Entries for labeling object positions
● ● ● ● ●
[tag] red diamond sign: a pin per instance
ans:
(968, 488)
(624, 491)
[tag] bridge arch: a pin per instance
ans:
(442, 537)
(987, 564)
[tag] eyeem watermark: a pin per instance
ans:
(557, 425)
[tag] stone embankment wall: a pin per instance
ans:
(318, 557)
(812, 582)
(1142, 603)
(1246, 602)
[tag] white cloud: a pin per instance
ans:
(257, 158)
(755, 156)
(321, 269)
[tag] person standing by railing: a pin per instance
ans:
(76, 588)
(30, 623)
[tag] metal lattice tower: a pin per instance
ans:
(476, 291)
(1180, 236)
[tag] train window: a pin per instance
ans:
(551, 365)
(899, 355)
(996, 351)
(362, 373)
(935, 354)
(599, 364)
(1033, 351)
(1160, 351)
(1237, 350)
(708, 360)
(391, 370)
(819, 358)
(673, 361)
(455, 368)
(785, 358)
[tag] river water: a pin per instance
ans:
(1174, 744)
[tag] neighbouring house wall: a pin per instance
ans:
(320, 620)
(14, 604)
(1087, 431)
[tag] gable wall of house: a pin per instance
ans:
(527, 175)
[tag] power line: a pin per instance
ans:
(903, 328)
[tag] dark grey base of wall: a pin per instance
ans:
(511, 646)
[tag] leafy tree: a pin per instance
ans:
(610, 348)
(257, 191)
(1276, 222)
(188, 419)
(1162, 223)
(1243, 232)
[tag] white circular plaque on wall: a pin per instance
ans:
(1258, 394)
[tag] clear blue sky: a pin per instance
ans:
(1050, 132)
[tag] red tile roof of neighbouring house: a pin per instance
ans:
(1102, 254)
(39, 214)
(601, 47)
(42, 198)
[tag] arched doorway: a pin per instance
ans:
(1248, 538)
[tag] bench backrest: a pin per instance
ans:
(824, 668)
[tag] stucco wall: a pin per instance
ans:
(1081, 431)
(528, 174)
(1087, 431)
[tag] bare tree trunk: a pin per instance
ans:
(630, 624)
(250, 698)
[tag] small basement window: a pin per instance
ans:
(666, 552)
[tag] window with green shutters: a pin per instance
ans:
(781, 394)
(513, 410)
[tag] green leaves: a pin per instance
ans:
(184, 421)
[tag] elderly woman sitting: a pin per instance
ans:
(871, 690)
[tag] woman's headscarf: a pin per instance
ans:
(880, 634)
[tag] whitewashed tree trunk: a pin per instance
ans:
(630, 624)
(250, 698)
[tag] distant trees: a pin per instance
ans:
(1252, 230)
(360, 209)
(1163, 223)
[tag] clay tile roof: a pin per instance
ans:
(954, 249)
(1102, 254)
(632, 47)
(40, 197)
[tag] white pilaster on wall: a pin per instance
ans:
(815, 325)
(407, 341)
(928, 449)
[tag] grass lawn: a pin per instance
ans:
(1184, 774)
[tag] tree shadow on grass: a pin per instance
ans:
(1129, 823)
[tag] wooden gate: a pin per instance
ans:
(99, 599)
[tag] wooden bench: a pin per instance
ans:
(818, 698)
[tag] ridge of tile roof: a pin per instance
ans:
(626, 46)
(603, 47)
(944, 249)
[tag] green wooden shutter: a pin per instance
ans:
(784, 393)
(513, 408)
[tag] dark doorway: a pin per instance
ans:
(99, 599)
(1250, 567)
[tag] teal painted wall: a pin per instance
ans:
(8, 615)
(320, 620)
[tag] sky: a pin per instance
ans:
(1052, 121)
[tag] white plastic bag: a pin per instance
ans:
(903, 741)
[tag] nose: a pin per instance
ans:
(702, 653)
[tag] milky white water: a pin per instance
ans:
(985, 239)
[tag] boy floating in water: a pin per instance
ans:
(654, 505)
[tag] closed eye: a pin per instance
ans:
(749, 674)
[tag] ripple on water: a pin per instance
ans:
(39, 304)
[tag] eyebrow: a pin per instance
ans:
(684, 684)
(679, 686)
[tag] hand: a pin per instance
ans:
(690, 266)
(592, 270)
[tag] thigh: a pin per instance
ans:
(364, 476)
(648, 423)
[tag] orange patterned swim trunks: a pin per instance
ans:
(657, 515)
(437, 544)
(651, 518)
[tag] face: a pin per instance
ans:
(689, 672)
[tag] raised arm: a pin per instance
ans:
● ● ● ● ●
▶ **Work to complete**: Reproduce all of the items above line for line, without changing a single character.

▶ **Response**:
[tag] red diamond sign: a pin per instance
ans:
(968, 488)
(624, 491)
[tag] bridge arch: a pin per instance
ans:
(442, 537)
(987, 564)
[tag] eyeem watermark: a pin per instance
ans:
(557, 425)
[tag] stone embankment wall: a pin per instance
ans:
(318, 557)
(812, 582)
(1142, 603)
(1246, 602)
[tag] white cloud: a pin per instance
ans:
(257, 158)
(755, 156)
(321, 269)
[tag] person standing by railing: a pin per instance
ans:
(76, 588)
(30, 623)
[tag] metal lattice tower: a pin per instance
ans:
(476, 291)
(1180, 236)
[tag] train window: a pin per instance
ans:
(551, 365)
(899, 355)
(996, 351)
(362, 373)
(935, 354)
(599, 364)
(1033, 351)
(1160, 351)
(1237, 350)
(708, 360)
(391, 370)
(819, 358)
(673, 361)
(455, 368)
(785, 358)
[tag] river water: a pin per instance
ans:
(1174, 744)
[tag] neighbouring house wall: a pin per instance
ans:
(320, 620)
(14, 604)
(1087, 431)
[tag] gable wall of house: a pin per instance
ans:
(527, 175)
[tag] power line: a pin per instance
ans:
(903, 328)
[tag] dark grey base of wall: a pin per instance
ans:
(511, 646)
[tag] leafy tree: a pin per instance
ans:
(610, 348)
(257, 191)
(1276, 222)
(188, 419)
(1162, 223)
(1243, 232)
[tag] white circular plaque on wall: a pin per instance
ans:
(1258, 394)
[tag] clear blue sky: a pin per instance
ans:
(1050, 132)
[tag] red tile roof of neighbouring house: a pin per instance
ans:
(1102, 254)
(39, 214)
(601, 47)
(42, 198)
[tag] arched doorway: a pin per instance
ans:
(1248, 538)
[tag] bench backrest: a pin per instance
ans:
(824, 668)
[tag] stucco wall: a pin per instance
ans:
(1081, 431)
(528, 174)
(1087, 431)
[tag] bare tree trunk: a pin per instance
ans:
(630, 624)
(250, 698)
[tag] small basement window: a pin per instance
ans:
(666, 552)
[tag] window with green shutters: a pin per instance
ans:
(781, 394)
(513, 410)
[tag] green leaves: a pin per instance
ans:
(184, 421)
[tag] elderly woman sitting: a pin per instance
ans:
(871, 690)
[tag] woman's headscarf: a pin per instance
ans:
(880, 634)
[tag] whitewashed tree trunk: a pin per instance
ans:
(630, 624)
(250, 698)
[tag] distant trees: a pin per instance
ans:
(1252, 230)
(360, 209)
(1163, 223)
[tag] clay tile roof: a pin per instance
ans:
(954, 249)
(1102, 254)
(632, 47)
(40, 197)
[tag] white pilaster on wall: a pin per instance
ans:
(815, 325)
(407, 341)
(928, 449)
[tag] grass lawn: a pin per instance
ans:
(1184, 774)
[tag] tree shadow on grass: a pin per instance
ans:
(1129, 823)
[tag] wooden gate: a pin per instance
ans:
(99, 599)
[tag] wooden bench: a pin per instance
ans:
(818, 698)
[tag] ridge of tile roof: a pin per instance
ans:
(626, 46)
(603, 47)
(944, 249)
[tag] green wooden shutter: a pin per instance
ans:
(784, 393)
(513, 408)
[tag] dark doorway: a pin per instance
ans:
(99, 599)
(1250, 567)
[tag] teal painted wall: a pin per instance
ans:
(8, 615)
(320, 620)
[tag] sky: a pin per instance
ans:
(1052, 121)
[tag] white plastic bag: a pin per instance
ans:
(903, 741)
[tag] nose: a pin per instance
ans:
(702, 653)
[tag] milky white water: a pin per instance
ans:
(985, 239)
[tag] boy floating in water: a pin per instance
ans:
(654, 505)
[tag] closed eye: a pin per instance
ans:
(749, 674)
[tag] ripple on water: a pin per instance
ans:
(39, 304)
[tag] eyebrow: a pin per instance
ans:
(684, 684)
(679, 686)
[tag] hand: a pin per instance
ans:
(690, 266)
(592, 270)
[tag] thigh: a pin per instance
ans:
(364, 476)
(648, 423)
[tag] orange patterned swim trunks: a pin per instance
ans:
(657, 515)
(437, 544)
(651, 518)
[tag] face: a pin per instance
ans:
(689, 672)
[tag] raised arm: a pin per instance
ans:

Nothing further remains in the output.